Extracted entries
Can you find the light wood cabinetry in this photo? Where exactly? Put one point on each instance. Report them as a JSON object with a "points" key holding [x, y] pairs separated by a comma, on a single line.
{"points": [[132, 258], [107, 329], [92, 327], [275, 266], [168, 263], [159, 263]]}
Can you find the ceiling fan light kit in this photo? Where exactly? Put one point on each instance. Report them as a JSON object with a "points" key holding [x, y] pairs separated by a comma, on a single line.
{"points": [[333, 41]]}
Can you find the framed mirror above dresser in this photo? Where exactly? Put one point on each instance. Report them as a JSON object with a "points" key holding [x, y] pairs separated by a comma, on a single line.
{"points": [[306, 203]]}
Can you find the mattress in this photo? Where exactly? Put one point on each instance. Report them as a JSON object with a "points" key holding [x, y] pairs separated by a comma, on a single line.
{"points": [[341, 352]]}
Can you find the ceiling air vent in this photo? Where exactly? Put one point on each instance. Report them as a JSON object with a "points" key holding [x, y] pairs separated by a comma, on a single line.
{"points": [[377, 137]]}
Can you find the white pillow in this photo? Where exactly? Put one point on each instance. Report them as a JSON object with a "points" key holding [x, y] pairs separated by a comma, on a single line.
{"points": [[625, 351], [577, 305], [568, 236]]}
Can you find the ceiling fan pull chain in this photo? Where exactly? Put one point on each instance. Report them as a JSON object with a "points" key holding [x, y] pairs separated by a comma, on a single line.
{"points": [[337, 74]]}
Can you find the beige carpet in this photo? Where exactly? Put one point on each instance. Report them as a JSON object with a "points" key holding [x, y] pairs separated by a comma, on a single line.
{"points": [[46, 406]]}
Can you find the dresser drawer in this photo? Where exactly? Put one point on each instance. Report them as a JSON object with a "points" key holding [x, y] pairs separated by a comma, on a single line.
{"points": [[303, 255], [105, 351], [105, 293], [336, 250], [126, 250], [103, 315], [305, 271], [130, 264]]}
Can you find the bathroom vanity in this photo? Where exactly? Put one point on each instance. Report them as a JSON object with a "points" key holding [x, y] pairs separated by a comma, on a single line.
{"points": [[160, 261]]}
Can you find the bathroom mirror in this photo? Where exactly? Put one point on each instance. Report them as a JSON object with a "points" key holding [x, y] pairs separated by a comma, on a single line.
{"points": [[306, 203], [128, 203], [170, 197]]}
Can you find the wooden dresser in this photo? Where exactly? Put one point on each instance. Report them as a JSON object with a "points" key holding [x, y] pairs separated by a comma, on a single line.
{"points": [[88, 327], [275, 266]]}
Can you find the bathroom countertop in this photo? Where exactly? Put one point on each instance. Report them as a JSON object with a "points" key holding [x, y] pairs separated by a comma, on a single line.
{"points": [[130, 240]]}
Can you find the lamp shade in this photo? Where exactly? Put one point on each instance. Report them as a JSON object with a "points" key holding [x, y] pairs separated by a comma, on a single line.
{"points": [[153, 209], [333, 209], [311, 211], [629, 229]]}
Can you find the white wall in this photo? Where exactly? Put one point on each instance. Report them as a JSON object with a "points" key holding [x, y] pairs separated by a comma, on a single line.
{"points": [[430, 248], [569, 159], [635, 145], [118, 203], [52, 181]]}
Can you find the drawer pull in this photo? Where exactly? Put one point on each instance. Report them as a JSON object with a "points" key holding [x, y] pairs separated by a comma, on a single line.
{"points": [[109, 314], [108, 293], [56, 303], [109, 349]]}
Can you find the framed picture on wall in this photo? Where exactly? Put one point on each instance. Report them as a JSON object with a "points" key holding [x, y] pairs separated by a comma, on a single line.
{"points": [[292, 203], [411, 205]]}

▶ **Given instruction**:
Rewrite all of the entries with "instance" replaced by "occurrence", leaving everything else unchanged.

▶ **Answer to this task**:
Can you find the light wood cabinetry in this photo? Where exactly? Put one point on each occurrence. Report them as a JSON object with a "points" key holding [x, y] pairs separated by a comma, on a single line.
{"points": [[132, 258], [107, 329], [92, 327], [275, 266], [168, 263], [159, 263]]}
Can you find the ceiling fan light kit in this photo? Where exactly? Put one point on each occurrence. Report them as a JSON object with a "points" key holding [x, y] pairs separated by a comma, on a single line.
{"points": [[333, 41]]}
Can you find the framed mirror above dresser in this photo? Where exactly? Put one point on each occurrence. Report them as a JSON object with a "points" key holding [x, y] pairs separated by a comma, on a single line.
{"points": [[306, 203]]}
Can you find the mattress in this photo? Where exactly? Put one point on each occurrence. Report them as a JSON object with a "points" key holding [x, y] pairs separated by a comma, on a single line.
{"points": [[341, 352]]}
Can you find the ceiling air vent in this photo? Where exactly? Put one point on each occurrence. Report them as a JSON object with a "points" key holding [x, y] pairs separated by a comma, on a single line.
{"points": [[377, 137]]}
Can you find the white pillow in this photo? Where exactly? Put one point on each occurrence. Report them as a JSON object with a "points" key holding [x, y] pairs separated by a comma, on a single line.
{"points": [[625, 351], [577, 305], [568, 236]]}
Can you find the ceiling fan pull chain in this photo? Where exactly? Put one point on each occurrence. Report them as a JSON object with a "points" key holding [x, y] pairs separated by a comma, on a single line.
{"points": [[337, 74]]}
Can you find the beige carpet in this photo? Where exactly? Put one point on each occurrence. Report them as a JSON object with a "points" key holding [x, y] pairs separated by a comma, on a single line.
{"points": [[46, 406]]}
Can you find the dresser drawer in this photo? Where exactly? Put one point on each occurrence. Report them as a JSON object with a "points" key holding [x, y] pairs separated by a comma, on a single line.
{"points": [[303, 255], [105, 351], [105, 293], [336, 250], [126, 250], [103, 315], [305, 271], [130, 264]]}
Can you find the bathroom vanity in this photo? Where exactly? Put one point on each occurrence. Report them as a JSON object with a "points" key holding [x, y] pairs separated by a comma, on a single line.
{"points": [[160, 261]]}
Can you find the bathroom mirror in this photo? Where exactly? Put one point on each occurrence. Report them as a JSON object with a "points" key holding [x, y] pairs separated by a comma, on a single line.
{"points": [[306, 203], [128, 203], [170, 197]]}
Can you find the wooden dresser in this photo? Where exactly? Put one point on each occurrence. Report them as a JSON object with a "points" key holding [x, y] pairs separated by a comma, on a single line.
{"points": [[88, 327], [275, 266]]}
Can you find the bathroom countertop in this photo? Where exactly? Put one point on each occurrence. Report them as a JSON object with a "points" key holding [x, y] pairs separated by a comma, on a single line.
{"points": [[130, 240]]}
Can you find the lamp shade in this photo? Where exactly? Put one point on each occurrence. Report them as a JSON object with a "points" key holding [x, y] pairs separated by a comma, on a single line.
{"points": [[153, 209], [333, 209], [311, 211], [629, 229]]}
Can you find the white wall in this photo? Where exactly? Put one point on each occurrence. Report them as a JSON object with a "points" key holding [x, y] pairs separated by a comma, on a single line.
{"points": [[430, 248], [569, 159], [635, 145], [118, 203], [52, 181]]}
Can you find the drawer pull in this photo? Where exactly? Put one point on each occurrence. Report them as a JSON object with a "points" key holding [x, y] pairs separated by a comma, on a single line.
{"points": [[109, 314], [108, 293], [56, 303], [109, 349]]}
Can you find the framed picture on wall in this photo? Where exactly? Put one point on each occurrence. Report them as a JSON object with a "points" key holding [x, y] pairs separated by a comma, on a single line.
{"points": [[292, 203], [411, 205]]}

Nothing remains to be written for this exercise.